The task: Reproduce the lines below, starting with the line that contains "[point] at the jagged" and continuing through the end of the records, with every pixel coordinate in the answers increased by 129.

..........

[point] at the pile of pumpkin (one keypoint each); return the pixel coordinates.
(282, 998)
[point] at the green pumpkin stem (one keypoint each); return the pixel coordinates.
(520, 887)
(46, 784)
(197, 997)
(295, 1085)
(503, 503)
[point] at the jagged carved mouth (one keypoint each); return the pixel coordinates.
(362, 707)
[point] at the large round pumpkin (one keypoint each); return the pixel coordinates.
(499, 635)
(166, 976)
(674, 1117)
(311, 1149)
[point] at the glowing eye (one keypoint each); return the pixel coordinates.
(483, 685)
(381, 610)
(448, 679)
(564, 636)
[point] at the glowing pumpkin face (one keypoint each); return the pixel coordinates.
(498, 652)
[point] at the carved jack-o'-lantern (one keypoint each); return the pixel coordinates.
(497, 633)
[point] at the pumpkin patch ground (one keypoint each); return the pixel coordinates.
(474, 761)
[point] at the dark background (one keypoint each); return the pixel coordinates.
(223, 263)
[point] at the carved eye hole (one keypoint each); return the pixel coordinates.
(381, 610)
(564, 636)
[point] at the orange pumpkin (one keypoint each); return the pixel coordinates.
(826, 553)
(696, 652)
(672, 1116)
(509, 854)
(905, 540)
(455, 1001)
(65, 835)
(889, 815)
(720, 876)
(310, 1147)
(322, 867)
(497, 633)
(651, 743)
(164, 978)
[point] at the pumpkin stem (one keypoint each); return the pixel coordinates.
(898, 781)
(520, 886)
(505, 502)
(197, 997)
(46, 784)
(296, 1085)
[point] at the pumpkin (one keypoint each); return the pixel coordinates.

..........

Answer to the task:
[point] at the jagged carved mouth (one keypoint each); return the pixel coordinates.
(491, 836)
[point] at the large round pumpkin (one keypoint each); return the pixel coordinates.
(628, 764)
(295, 1105)
(803, 1246)
(440, 1278)
[point] at the glowing eye (one keypoint each); return the pixel coordinates.
(612, 814)
(510, 739)
(577, 808)
(693, 765)
[point] at the glowing pumpkin face (one keypoint each); return the pixel coordinates.
(627, 781)
[point] at the carved jack-o'-lantern (one keypoint each); return the pixel coordinates.
(626, 762)
[point] at the pumpkin patch ground (one keypoint each); return the pixel coordinates.
(603, 890)
[point] at the dark background (one keypoint each); return the pixel coordinates.
(352, 392)
[point] at the carved eye hole (one keypoint each); return the pixel coordinates.
(510, 739)
(693, 765)
[point] at the orange pumpkin (one keypoint each); return the pixel coordinates.
(955, 682)
(825, 781)
(801, 1245)
(638, 983)
(1034, 669)
(584, 1130)
(194, 964)
(1018, 944)
(849, 1005)
(439, 1276)
(451, 996)
(626, 762)
(780, 872)
(293, 1107)
[point] at the pumpkin stem (one keypoint each); return the pixel coordinates.
(1027, 910)
(649, 1015)
(634, 631)
(326, 1126)
(175, 913)
(425, 1214)
[point] at the pumpkin (one keypoint each); return the pixel coordinates.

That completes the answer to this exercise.